▶ _EXERCISE BRIEF_:
Rewrite each of the records below, replacing "instance" with "occurrence" and leaving everything else unchanged.

※ ※ ※

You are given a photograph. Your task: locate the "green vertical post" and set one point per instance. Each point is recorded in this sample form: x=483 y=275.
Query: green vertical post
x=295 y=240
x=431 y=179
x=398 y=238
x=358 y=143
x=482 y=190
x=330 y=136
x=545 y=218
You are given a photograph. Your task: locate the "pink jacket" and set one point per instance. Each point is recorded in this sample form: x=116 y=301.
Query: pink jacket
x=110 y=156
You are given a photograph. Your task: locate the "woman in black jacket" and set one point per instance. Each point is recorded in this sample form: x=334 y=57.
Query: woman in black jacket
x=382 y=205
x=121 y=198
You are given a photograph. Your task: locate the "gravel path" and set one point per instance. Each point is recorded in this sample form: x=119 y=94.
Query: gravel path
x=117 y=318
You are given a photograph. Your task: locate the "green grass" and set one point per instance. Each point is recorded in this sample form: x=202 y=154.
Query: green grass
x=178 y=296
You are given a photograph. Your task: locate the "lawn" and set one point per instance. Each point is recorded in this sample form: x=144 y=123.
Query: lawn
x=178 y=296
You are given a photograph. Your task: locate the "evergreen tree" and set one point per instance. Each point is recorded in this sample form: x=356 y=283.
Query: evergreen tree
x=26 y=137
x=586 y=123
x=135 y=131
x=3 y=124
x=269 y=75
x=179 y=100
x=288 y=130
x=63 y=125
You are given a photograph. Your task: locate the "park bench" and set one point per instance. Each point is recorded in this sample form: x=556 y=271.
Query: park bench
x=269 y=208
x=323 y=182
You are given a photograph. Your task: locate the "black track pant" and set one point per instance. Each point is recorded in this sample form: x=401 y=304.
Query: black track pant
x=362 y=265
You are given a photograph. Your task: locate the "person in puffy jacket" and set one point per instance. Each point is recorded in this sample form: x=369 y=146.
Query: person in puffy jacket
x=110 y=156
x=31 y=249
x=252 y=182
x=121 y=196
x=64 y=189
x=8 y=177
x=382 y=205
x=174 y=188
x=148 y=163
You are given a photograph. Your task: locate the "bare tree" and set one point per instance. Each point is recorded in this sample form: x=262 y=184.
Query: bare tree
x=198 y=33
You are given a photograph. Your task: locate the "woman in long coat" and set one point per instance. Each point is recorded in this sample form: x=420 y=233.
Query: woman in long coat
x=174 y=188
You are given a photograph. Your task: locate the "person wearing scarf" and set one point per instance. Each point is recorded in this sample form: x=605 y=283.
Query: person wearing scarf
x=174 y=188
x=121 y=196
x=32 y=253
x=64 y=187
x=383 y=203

※ ※ ※

▶ _COMPLETE OUTPUT_:
You are given a photograph. Your task: locate the "green vertical post" and set one point per occurrence. Each point is recorded in this sample form: x=483 y=275.
Query: green vertical post
x=295 y=240
x=431 y=179
x=398 y=238
x=358 y=143
x=482 y=190
x=330 y=136
x=545 y=218
You are given a photograph. Your task: locate the "pink jacket" and set one point per occurrence. Each point is recorded in this sample form: x=116 y=301.
Query: pink jacket
x=110 y=156
You are given a photograph. Your task: locate the "woman in black jacket" and set one point per occurrence. Each point is recorded in this sample form: x=334 y=57.
Query: woman in black jacket
x=382 y=205
x=121 y=198
You are given a photograph. Your task: locate the "gravel path" and set one point per occurrence. Each point is recorded in this sample form: x=119 y=94.
Query: gravel path
x=117 y=318
You are given a photograph. Your task: locate the "green grass" and set one point per occurrence. Each point is recorded in this sample form: x=202 y=154.
Query: green grass
x=178 y=296
You are given a photograph. Your task: locate the "lawn" and set one point per occurrence. Each point is recorded in this sample form: x=144 y=123.
Query: lawn
x=178 y=296
You are given a photograph. Your task: locate the "evergreen tree" and set one point per occurrence. Each point is recorded in this sample form: x=356 y=283.
Query: evergreen tree
x=26 y=137
x=586 y=123
x=135 y=131
x=3 y=124
x=269 y=75
x=179 y=100
x=288 y=130
x=63 y=125
You are given a photograph. Your task: locate the "park bench" and set one point per occurrence. Each point is recorded in this sample form: x=556 y=271.
Query: park bench
x=269 y=208
x=323 y=182
You are given a photograph. Your task: locate the "black track pant" and set one point per occurrence. Each point is recorded in this sample form: x=401 y=304.
Query: black track pant
x=362 y=265
You are given a photograph. Your task: locate the "person in puffy jacket" and set one point per occurrence. Each point is recorded in this sample form: x=369 y=146.
Query: person in puffy jacket
x=110 y=156
x=31 y=249
x=252 y=182
x=121 y=196
x=64 y=189
x=8 y=177
x=382 y=205
x=174 y=188
x=148 y=163
You are given a photograph. Your task: locate the "bare tree" and set one point per occurrence. Each point is recorded in this sample form: x=262 y=184.
Query: bare tree
x=198 y=33
You are given a photograph. Your task: locate the "woman in long coat" and set one point per occurrence. Each point is recorded in this sample form: x=420 y=233.
Query: woman in long coat
x=174 y=188
You are given a photograph. Your task: locate the "person wearing scarf" and set one point per occurrence. Each point is recorded in this sample form: x=605 y=283.
Query: person wearing scarf
x=174 y=188
x=121 y=196
x=32 y=253
x=64 y=187
x=383 y=203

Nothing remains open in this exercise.